# Short problem
Reproduce verbatim the lines of the material from the line containing "Return the mask of every instance of the vegetation" up to and including the line containing "122 137 L 137".

________________________________________

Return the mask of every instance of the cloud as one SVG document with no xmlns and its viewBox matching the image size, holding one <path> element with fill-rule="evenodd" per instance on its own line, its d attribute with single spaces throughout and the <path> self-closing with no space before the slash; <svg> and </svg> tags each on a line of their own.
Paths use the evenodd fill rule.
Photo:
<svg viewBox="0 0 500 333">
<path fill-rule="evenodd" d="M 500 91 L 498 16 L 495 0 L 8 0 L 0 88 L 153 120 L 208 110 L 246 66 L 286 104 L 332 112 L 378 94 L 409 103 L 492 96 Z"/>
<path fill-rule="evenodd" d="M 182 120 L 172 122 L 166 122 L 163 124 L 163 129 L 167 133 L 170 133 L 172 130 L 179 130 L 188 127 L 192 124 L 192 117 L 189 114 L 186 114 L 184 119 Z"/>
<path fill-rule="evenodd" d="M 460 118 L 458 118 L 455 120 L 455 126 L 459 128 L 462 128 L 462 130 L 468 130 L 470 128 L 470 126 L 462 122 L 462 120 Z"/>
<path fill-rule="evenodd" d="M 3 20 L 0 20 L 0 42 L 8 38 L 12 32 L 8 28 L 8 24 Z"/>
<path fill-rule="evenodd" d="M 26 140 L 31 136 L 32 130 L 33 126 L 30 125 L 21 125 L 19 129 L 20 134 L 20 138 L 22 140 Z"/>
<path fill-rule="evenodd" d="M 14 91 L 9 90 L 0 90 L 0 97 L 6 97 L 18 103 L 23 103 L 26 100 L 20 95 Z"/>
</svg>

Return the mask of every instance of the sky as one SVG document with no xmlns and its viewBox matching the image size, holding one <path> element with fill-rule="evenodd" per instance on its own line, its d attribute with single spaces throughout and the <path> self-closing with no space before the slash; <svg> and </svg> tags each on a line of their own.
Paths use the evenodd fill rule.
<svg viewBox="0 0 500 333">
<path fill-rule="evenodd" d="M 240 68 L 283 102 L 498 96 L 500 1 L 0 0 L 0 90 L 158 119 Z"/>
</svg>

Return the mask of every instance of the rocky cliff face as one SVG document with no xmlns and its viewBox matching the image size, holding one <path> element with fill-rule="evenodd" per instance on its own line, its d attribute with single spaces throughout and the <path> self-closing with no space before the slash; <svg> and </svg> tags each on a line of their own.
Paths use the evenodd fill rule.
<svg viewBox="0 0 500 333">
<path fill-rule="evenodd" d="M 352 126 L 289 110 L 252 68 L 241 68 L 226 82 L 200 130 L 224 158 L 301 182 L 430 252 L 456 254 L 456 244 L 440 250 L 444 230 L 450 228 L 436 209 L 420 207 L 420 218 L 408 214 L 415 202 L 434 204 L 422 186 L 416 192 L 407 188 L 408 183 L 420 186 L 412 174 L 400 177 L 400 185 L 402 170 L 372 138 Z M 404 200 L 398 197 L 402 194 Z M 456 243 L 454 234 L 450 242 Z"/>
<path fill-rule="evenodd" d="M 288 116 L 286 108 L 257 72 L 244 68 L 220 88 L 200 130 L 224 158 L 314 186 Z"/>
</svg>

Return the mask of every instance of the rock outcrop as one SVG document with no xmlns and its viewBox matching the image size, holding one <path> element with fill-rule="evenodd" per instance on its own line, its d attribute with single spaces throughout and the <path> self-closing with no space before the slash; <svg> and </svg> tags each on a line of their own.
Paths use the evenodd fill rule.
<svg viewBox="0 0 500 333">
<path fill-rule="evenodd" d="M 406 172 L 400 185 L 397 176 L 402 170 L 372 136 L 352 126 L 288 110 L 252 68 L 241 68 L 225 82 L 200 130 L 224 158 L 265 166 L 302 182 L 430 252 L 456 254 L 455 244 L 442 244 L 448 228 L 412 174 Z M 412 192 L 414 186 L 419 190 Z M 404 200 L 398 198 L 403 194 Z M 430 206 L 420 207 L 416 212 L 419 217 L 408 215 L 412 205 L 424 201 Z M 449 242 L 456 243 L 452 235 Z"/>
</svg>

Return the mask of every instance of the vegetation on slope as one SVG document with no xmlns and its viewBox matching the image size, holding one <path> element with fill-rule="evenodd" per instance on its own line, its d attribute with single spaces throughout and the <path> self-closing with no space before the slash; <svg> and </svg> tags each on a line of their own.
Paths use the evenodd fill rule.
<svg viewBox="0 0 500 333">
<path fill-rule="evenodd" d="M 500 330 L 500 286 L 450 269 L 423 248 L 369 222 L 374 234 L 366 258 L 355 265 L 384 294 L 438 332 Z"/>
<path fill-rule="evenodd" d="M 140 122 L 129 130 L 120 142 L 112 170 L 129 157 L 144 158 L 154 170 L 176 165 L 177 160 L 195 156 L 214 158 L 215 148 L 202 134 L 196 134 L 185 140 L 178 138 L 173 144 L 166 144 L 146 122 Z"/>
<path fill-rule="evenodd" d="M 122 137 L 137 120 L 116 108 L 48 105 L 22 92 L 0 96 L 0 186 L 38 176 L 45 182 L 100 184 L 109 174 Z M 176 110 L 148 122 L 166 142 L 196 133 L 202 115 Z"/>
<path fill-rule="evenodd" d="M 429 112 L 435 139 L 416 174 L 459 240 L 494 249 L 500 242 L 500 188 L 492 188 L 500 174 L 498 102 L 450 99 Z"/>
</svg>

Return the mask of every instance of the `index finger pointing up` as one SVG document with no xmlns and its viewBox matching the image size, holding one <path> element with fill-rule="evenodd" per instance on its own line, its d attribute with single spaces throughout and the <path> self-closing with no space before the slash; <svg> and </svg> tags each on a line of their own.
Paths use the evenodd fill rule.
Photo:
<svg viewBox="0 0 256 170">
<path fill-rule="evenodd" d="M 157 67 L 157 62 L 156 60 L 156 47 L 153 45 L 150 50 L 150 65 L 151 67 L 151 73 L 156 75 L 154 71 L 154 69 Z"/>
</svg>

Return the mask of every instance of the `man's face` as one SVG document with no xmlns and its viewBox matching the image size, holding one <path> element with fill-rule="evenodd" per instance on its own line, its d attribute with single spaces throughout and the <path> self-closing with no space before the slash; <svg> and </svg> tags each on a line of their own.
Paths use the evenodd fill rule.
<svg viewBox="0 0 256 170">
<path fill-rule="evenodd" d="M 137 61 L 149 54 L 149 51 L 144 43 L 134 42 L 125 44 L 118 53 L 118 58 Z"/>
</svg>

________________________________________

# Result of the exercise
Return the mask of every instance of the vegetation on slope as one SVG document with no xmlns and its viewBox matching the image size, holding one <path> element with fill-rule="evenodd" per instance on its own line, its d attribute with single spaces throughout and the <path> self-closing with no space before the slash; <svg> and </svg> tags each on a line of their own.
Paths use the evenodd fill rule.
<svg viewBox="0 0 500 333">
<path fill-rule="evenodd" d="M 500 330 L 500 286 L 450 269 L 423 248 L 369 222 L 374 234 L 366 258 L 355 265 L 384 294 L 438 332 Z"/>
<path fill-rule="evenodd" d="M 140 122 L 129 130 L 120 142 L 112 170 L 129 157 L 144 158 L 154 170 L 176 165 L 177 160 L 195 156 L 214 158 L 215 148 L 202 134 L 196 134 L 185 140 L 178 138 L 173 144 L 166 144 L 146 122 Z"/>
<path fill-rule="evenodd" d="M 122 137 L 137 120 L 116 108 L 48 105 L 22 92 L 0 96 L 0 186 L 38 176 L 45 182 L 100 184 L 109 174 Z M 176 110 L 148 122 L 166 142 L 196 133 L 202 115 Z"/>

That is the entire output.